**Excerpt provided**.
**********

In fact, there is a storied history of instances in which few or no safety measures were put in place, and animals were harmed on set in the process. Worse still, many productions always intended for some poor creature to lose their lives on camera. And, as a deep-dive into the topic uncovered, even when some films do get the AHA sign off, that doesn’t always mean it’s true.
https://www.hollywoodreporter.com/news/general-news/animals-were-harmed-hollywood-reporter-investigation-on-set-injury-death-cover-ups-659556/
Related: Top 10 Experimental Films to Watch Right Now
10 Rats—First Blood (1982)
The first film in the Sylvester Stallone-led series, First Blood, created an ’80s action icon in John Rambo, a maligned Vietnam veteran who is forced to face off against corrupt local law enforcement.

**********

**Supplied data**.
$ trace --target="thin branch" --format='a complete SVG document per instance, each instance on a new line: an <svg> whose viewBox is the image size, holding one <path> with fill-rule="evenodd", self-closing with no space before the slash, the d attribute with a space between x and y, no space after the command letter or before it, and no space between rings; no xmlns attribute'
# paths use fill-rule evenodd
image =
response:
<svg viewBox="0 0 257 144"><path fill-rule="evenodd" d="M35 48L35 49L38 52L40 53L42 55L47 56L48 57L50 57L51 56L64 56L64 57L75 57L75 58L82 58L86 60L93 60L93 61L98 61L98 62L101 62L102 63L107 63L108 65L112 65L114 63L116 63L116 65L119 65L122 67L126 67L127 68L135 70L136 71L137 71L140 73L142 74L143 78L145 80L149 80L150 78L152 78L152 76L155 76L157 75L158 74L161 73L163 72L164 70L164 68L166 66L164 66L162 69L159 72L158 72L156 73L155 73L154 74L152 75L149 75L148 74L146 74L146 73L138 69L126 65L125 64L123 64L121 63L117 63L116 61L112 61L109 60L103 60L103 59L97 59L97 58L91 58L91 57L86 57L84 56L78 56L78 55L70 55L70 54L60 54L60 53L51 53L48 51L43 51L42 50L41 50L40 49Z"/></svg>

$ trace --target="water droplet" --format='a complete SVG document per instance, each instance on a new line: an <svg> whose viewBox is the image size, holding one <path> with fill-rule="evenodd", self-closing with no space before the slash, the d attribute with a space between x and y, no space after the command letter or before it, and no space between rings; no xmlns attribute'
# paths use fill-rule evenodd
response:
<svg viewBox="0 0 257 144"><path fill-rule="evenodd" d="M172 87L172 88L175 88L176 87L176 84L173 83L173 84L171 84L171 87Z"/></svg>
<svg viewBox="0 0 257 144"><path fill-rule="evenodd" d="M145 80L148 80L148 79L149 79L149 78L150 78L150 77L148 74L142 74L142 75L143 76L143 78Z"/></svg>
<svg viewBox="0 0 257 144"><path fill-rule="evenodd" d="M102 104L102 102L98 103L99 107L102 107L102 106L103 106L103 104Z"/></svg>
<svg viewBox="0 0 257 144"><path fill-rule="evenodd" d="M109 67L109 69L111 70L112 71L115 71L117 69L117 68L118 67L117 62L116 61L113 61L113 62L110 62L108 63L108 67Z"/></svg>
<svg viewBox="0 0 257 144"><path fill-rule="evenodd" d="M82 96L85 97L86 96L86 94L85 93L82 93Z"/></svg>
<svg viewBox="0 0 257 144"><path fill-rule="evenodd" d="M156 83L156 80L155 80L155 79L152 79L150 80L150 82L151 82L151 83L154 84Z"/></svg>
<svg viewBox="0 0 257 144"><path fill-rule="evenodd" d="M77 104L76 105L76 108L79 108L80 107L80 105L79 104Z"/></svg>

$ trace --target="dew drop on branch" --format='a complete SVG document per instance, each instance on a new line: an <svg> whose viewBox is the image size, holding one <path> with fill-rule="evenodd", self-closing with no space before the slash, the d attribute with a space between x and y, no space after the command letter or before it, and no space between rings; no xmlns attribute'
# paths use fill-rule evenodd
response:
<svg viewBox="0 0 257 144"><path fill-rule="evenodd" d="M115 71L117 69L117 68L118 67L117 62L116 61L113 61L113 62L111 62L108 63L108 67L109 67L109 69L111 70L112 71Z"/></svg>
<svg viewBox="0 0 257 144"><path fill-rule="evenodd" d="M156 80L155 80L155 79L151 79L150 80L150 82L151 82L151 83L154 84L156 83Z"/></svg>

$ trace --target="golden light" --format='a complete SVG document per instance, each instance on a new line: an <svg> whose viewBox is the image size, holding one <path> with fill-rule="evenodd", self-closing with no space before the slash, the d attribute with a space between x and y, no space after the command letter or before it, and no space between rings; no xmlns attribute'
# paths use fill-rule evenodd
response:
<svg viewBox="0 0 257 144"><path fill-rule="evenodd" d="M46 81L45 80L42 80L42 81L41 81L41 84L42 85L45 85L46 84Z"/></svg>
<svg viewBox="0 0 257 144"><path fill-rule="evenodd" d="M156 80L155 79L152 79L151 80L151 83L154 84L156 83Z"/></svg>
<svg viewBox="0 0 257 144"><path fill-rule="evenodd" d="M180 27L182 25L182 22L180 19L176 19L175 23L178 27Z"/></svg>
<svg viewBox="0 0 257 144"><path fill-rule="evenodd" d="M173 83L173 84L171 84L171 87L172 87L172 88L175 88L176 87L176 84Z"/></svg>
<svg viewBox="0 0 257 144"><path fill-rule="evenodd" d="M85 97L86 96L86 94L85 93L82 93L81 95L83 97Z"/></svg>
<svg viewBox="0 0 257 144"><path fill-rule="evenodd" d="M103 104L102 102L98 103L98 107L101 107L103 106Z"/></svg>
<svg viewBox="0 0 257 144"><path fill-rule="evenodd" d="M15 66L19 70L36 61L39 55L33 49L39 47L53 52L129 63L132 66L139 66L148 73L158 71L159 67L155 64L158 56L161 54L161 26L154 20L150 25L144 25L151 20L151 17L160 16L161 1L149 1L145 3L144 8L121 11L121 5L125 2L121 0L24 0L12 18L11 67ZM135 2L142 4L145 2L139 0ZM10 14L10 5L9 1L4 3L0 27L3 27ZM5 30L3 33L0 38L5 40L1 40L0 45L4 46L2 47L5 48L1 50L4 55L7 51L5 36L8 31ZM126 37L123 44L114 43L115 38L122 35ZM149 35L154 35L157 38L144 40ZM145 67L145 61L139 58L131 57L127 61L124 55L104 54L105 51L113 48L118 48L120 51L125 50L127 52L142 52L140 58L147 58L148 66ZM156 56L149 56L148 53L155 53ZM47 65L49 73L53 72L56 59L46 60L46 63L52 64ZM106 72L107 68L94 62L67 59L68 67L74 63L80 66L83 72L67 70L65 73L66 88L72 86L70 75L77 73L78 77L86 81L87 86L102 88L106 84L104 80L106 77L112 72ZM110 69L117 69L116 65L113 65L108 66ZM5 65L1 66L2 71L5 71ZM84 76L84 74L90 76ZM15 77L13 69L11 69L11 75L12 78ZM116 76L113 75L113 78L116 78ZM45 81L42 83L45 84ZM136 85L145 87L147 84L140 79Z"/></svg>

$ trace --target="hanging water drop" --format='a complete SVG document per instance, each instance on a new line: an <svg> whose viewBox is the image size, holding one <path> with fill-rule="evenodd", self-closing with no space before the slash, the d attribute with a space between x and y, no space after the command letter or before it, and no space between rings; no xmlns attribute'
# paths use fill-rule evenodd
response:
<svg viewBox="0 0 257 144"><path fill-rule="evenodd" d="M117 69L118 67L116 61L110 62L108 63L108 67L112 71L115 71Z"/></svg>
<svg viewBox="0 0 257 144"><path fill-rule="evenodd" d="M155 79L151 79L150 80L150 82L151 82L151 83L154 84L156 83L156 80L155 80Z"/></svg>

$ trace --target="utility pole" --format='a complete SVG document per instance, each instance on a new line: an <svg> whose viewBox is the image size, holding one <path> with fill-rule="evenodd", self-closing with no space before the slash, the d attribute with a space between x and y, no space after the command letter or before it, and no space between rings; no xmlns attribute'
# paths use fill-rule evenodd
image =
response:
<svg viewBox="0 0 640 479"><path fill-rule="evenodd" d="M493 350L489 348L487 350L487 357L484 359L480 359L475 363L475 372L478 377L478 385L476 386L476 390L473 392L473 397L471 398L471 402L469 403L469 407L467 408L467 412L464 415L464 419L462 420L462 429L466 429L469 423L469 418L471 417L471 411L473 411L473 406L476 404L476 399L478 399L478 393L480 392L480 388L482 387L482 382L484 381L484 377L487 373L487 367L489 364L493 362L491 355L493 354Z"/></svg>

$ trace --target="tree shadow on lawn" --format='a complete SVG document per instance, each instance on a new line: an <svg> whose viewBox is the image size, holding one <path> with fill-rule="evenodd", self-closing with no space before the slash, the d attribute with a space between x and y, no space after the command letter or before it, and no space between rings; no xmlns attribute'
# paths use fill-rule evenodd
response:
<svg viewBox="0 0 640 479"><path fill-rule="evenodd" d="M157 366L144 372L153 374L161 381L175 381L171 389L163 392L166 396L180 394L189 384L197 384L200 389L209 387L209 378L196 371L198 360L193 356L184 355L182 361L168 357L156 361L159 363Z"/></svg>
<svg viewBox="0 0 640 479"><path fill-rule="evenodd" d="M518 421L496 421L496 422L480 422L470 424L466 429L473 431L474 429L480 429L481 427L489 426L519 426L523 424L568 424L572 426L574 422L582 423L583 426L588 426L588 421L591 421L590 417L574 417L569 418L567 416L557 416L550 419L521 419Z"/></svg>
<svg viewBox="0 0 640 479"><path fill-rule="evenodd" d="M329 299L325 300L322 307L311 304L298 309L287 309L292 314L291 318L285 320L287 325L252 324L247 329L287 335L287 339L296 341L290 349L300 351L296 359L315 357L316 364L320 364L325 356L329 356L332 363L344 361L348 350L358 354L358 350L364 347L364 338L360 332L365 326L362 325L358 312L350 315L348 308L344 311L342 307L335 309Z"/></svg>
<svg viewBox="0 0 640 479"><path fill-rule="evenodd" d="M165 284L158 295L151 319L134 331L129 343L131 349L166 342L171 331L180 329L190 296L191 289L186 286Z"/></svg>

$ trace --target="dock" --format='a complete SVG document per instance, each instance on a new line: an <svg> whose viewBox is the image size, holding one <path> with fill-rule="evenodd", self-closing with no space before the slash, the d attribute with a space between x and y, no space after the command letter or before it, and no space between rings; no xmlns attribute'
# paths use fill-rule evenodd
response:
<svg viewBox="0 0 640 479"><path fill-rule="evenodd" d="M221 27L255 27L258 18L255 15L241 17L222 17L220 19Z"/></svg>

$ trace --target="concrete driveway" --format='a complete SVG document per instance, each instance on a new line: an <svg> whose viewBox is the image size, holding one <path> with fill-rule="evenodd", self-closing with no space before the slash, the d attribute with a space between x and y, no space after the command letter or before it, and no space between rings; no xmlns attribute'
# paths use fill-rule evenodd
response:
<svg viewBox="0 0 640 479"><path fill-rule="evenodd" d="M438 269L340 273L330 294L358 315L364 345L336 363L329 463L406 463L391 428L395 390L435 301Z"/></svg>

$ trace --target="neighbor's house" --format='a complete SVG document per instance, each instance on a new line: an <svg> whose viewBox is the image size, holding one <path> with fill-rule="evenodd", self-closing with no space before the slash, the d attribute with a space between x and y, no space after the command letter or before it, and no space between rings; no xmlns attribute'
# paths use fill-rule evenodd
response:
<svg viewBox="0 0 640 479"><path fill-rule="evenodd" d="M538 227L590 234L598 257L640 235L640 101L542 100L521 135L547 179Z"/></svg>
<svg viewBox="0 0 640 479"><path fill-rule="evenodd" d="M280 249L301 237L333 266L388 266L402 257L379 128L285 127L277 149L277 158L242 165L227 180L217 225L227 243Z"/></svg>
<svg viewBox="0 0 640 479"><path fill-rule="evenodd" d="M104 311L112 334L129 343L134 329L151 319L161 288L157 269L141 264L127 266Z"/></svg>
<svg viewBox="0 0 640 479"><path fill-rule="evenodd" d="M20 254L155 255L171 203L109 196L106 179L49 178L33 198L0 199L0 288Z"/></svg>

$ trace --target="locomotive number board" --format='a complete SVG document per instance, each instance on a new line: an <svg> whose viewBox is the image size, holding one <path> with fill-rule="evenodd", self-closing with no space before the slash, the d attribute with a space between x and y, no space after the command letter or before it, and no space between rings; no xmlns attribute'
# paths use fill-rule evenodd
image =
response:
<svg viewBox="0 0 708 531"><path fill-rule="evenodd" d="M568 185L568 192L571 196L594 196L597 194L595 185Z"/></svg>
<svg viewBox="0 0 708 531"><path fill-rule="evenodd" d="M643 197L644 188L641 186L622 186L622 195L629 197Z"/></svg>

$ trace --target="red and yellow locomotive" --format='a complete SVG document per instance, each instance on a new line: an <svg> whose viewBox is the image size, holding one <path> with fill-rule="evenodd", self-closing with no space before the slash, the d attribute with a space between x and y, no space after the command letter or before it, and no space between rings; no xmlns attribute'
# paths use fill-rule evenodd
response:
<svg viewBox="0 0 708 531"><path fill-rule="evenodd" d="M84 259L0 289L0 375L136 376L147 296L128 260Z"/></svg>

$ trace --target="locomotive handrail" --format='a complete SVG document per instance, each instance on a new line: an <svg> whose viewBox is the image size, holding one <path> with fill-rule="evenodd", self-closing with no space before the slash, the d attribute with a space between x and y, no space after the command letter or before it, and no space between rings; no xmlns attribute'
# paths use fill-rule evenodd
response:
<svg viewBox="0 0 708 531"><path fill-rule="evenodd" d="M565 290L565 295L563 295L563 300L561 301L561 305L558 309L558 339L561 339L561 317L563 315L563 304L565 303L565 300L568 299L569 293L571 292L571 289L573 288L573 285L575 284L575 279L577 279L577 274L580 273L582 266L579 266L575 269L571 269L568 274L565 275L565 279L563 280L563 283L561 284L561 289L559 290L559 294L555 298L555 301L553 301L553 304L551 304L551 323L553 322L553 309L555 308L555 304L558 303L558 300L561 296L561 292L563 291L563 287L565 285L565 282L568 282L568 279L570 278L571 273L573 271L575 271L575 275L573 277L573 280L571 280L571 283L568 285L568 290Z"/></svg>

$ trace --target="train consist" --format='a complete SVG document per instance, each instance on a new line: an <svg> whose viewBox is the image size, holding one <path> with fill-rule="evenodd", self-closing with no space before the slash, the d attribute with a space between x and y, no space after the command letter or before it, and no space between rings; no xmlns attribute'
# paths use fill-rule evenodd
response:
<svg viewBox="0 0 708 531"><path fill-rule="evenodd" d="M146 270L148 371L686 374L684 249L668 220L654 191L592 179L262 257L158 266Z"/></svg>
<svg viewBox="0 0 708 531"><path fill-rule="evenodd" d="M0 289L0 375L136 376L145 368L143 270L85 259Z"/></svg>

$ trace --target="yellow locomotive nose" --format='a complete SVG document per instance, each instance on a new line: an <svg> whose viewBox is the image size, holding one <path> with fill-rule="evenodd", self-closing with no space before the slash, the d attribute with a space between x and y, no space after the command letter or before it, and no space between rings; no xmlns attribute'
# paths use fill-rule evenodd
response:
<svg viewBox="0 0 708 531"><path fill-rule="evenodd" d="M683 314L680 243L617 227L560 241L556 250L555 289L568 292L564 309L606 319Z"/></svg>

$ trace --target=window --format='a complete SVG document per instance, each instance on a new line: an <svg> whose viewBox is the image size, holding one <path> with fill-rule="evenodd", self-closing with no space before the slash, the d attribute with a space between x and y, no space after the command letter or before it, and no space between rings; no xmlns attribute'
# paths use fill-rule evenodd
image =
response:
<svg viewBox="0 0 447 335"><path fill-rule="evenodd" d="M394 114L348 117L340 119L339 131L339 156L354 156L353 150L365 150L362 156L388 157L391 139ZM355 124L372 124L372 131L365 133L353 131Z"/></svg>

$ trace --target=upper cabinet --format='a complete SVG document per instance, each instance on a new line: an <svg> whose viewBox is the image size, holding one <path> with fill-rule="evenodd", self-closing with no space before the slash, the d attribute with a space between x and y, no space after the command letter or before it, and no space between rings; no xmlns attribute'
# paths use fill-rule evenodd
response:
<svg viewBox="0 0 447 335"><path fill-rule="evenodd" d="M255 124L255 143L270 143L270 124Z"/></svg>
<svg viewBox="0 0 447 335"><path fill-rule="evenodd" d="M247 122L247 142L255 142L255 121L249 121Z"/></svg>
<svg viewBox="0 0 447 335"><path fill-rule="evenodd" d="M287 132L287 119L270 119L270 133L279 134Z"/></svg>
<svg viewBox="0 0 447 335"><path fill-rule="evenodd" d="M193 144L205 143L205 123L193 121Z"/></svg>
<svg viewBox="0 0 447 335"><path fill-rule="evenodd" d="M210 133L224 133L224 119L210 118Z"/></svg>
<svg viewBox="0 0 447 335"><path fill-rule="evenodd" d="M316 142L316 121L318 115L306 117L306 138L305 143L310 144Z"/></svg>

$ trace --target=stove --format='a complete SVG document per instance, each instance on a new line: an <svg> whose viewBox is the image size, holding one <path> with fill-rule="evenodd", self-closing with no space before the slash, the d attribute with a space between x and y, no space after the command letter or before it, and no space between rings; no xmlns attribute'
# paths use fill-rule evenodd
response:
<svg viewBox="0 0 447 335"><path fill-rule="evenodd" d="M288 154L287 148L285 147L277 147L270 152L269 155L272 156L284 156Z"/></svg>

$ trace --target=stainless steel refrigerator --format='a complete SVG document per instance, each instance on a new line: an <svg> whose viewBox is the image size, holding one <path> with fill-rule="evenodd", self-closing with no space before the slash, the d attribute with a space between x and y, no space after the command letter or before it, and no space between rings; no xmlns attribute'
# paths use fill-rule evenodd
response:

**********

**Written task A**. According to the excerpt about animals harmed on film sets, what is the name of the maligned Vietnam veteran in First Blood?
**Written task B**. Proceed with the excerpt about animals harmed on film sets, picking up right after its final sentence.

**Final answer A**. John Rambo

**Final answer B**.
While there are all manner of onscreen deaths throughout the film, almost all of them—including the demise of several dogs—were created with a big helping of movie magic. Unfortunately, this can’t be said for the rats. Stuck in an abandoned mine, Rambo journeys his way to freedom, at one point moving through a tight space filled with rats. But when the rodents climb on his back, he snaps, grabbing them, crushing them, and mashing them against the walls.
AHA themselves reported that real rats were harmed and killed by Stallone in this process, not just on camera but between takes while the director and film crew watched. And when the AHA representative found herself unable to take action, she wrote to the Canadian Council on Animal Care who instructed her to “wait until the picture was released and point out the abuse to the Canadian Film Board.”[1]
9 Cockroach—Vampire’s Kiss (1988)
Director Robert Bierman may be the reason we have the weird and wacky Nicolas Cage we know today, all because he let him go wild in Vampire’s Kiss. The film offers up the pre-Patrick Bateman story of Peter Loew (Cage), a narcissistic yuppie losing touch with reality and winding up believing he’s a vampire. Never one to do things by half, Cage went as method as possible, staying in character between takes, chasing bats around Central Park, and eating cockroaches for breakfast.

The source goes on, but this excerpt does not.